[DIRECTIONS] Read through the data, and wherever a line holds the word "below", write that line out.

(Stored data entries)
= = = = =

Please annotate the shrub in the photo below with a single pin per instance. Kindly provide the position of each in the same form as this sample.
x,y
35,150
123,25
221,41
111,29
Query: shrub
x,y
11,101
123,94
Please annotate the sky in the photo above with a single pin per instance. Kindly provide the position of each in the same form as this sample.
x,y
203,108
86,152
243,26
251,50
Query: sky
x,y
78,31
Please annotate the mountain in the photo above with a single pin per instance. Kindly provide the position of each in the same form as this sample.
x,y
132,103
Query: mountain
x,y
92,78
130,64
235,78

= = = = =

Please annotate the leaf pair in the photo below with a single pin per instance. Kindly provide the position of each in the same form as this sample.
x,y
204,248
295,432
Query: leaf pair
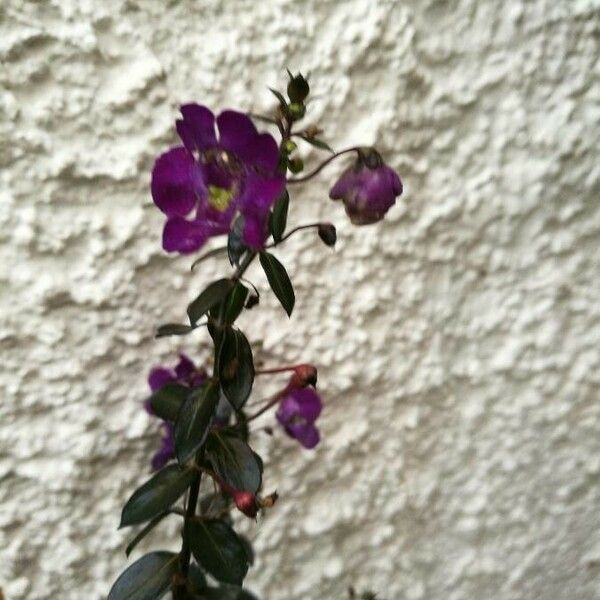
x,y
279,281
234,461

= = = = =

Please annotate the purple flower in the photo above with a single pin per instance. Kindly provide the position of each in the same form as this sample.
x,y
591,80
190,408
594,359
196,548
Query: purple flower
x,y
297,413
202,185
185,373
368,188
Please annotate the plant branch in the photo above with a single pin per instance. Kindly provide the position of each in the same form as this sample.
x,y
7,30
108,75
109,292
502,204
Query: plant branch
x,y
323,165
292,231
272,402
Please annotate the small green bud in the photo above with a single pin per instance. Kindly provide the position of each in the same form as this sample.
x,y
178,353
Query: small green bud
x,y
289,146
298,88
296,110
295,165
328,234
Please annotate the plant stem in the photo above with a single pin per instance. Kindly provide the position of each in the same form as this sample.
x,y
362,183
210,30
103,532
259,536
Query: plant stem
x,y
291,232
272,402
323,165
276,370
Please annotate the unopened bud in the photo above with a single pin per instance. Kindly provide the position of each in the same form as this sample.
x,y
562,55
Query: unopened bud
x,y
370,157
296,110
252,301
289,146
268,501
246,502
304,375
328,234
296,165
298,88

= = = = =

[RESULT OF THE TASK]
Please annotate the shrub in the photo below with a single pin per instance. Kindly provide the position of each in the same form as this sample.
Please annotate the leaf pair in the photo below with a single pin per instance. Kindly provide the position of each in the same form as this sample.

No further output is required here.